**AIM OF THE TASK:** Copy, from the entries below, each line where the word "dark" can be found.

------ SUPPLIED DATA ------

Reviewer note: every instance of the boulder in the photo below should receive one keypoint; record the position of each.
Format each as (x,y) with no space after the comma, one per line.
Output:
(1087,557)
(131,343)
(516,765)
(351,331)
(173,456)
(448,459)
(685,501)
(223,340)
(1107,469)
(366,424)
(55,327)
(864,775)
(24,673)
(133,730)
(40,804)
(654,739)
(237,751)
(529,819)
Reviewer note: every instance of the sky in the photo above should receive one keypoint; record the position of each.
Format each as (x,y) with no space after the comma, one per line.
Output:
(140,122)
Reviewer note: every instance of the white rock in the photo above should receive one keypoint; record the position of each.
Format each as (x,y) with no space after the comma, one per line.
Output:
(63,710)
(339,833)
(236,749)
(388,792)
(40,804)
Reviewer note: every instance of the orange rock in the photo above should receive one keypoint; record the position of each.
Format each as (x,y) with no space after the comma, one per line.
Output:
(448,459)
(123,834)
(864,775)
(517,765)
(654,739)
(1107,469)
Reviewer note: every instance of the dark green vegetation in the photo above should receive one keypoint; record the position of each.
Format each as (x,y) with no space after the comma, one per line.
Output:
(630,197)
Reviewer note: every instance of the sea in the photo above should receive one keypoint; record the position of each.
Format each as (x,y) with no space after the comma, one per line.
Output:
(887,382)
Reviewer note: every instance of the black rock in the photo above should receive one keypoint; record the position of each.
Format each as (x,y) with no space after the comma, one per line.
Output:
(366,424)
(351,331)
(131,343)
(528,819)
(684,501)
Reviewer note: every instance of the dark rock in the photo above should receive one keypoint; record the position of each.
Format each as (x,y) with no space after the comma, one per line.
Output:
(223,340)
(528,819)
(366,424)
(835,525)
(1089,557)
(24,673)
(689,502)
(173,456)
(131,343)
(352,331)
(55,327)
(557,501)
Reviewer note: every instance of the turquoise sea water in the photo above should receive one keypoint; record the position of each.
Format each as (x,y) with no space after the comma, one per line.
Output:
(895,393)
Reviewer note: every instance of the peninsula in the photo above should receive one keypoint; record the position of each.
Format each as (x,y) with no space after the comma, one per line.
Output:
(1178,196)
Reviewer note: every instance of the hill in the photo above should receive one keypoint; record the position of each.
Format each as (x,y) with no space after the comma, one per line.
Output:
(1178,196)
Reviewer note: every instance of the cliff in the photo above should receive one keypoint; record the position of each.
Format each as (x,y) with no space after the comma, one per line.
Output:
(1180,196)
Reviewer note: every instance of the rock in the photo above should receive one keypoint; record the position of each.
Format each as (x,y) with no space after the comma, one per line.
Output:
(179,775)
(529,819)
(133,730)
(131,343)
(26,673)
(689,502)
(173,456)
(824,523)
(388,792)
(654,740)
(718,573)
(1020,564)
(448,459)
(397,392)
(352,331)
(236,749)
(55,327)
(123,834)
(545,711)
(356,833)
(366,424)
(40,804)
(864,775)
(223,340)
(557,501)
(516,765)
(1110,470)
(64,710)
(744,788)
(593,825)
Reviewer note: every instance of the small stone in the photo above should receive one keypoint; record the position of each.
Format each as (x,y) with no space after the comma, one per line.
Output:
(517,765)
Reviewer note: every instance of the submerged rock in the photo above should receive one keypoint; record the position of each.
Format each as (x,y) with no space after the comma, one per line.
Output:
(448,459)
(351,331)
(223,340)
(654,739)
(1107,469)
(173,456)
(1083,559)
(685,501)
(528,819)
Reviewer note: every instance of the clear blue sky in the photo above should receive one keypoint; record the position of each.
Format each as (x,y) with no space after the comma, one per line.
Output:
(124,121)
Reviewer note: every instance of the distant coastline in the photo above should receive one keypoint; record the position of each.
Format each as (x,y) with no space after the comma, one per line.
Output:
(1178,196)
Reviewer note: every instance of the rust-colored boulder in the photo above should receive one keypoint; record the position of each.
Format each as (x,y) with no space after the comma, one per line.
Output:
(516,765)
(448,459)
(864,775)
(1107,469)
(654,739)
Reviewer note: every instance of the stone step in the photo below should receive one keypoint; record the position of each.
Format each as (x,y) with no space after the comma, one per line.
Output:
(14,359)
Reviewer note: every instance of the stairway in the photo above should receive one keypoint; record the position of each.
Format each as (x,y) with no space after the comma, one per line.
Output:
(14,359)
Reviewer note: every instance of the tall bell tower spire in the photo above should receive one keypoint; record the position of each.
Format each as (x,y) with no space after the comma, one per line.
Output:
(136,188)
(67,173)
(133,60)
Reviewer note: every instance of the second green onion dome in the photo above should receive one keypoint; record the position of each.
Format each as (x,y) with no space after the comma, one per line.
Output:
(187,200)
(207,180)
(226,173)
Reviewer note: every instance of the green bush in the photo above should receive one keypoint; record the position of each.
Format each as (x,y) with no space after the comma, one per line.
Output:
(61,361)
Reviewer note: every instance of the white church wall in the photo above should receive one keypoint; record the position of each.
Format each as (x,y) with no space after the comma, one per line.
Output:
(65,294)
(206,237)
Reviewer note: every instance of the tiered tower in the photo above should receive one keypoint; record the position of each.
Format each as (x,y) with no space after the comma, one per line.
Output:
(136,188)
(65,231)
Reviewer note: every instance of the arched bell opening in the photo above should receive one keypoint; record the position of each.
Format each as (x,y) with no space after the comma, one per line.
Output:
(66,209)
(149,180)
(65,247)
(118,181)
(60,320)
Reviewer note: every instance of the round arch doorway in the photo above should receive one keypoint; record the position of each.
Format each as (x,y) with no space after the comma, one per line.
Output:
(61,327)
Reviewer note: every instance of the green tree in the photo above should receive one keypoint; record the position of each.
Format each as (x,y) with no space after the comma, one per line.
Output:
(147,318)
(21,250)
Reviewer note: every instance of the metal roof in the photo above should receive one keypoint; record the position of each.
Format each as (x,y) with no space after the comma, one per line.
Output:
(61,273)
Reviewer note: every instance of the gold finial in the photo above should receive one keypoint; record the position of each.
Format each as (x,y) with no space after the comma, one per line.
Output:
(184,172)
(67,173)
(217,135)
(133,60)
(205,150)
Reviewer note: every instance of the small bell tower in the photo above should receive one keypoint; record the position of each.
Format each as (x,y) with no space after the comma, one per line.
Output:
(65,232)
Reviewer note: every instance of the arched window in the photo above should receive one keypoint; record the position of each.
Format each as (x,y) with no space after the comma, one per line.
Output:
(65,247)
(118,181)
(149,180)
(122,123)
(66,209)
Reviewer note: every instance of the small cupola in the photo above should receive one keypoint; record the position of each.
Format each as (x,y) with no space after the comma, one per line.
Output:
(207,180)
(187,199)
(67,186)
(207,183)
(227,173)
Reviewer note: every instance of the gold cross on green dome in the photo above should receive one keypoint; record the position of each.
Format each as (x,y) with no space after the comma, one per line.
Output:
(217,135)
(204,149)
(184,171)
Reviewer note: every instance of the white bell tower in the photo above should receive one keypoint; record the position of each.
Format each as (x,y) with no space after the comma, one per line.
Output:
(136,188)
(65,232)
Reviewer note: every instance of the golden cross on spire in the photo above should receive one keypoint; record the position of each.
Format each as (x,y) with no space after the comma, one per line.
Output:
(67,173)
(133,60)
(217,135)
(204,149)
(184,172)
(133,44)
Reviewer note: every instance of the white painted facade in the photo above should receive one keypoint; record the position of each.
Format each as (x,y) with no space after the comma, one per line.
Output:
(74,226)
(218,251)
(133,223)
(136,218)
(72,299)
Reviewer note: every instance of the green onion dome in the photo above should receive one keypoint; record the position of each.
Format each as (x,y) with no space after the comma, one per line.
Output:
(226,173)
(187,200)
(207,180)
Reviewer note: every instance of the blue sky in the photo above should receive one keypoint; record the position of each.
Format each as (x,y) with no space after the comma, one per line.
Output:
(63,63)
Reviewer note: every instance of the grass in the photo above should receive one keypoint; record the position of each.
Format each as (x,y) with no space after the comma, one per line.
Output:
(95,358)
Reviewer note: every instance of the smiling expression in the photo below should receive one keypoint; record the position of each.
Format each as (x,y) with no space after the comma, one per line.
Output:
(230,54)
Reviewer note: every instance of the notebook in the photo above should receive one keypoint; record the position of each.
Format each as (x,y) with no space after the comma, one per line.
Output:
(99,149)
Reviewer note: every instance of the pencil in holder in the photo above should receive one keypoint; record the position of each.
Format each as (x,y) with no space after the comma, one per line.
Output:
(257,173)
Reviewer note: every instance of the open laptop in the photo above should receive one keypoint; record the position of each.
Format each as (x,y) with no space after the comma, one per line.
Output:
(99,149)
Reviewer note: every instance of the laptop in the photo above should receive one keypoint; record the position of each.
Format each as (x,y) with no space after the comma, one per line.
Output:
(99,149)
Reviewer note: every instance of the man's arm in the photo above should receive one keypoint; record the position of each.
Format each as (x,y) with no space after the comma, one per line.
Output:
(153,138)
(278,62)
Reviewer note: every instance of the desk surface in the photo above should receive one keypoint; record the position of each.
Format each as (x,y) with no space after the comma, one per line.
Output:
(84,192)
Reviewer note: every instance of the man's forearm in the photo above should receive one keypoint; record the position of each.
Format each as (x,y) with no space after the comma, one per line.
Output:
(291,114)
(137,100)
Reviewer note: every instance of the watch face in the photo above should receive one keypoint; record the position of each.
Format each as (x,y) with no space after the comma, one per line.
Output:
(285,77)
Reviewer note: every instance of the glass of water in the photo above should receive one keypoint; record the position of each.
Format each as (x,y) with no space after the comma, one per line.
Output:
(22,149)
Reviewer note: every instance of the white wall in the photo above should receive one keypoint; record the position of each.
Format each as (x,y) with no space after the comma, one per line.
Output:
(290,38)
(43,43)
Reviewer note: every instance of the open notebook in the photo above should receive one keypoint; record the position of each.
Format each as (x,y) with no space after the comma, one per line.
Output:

------

**TASK RESULT:**
Reviewer note: every instance of the dark green vegetation in the photo above should receive one keypoint; record the position of each.
Reviewer note: every instance of the dark rock in the photo above should receive one keypoint; record the position of each.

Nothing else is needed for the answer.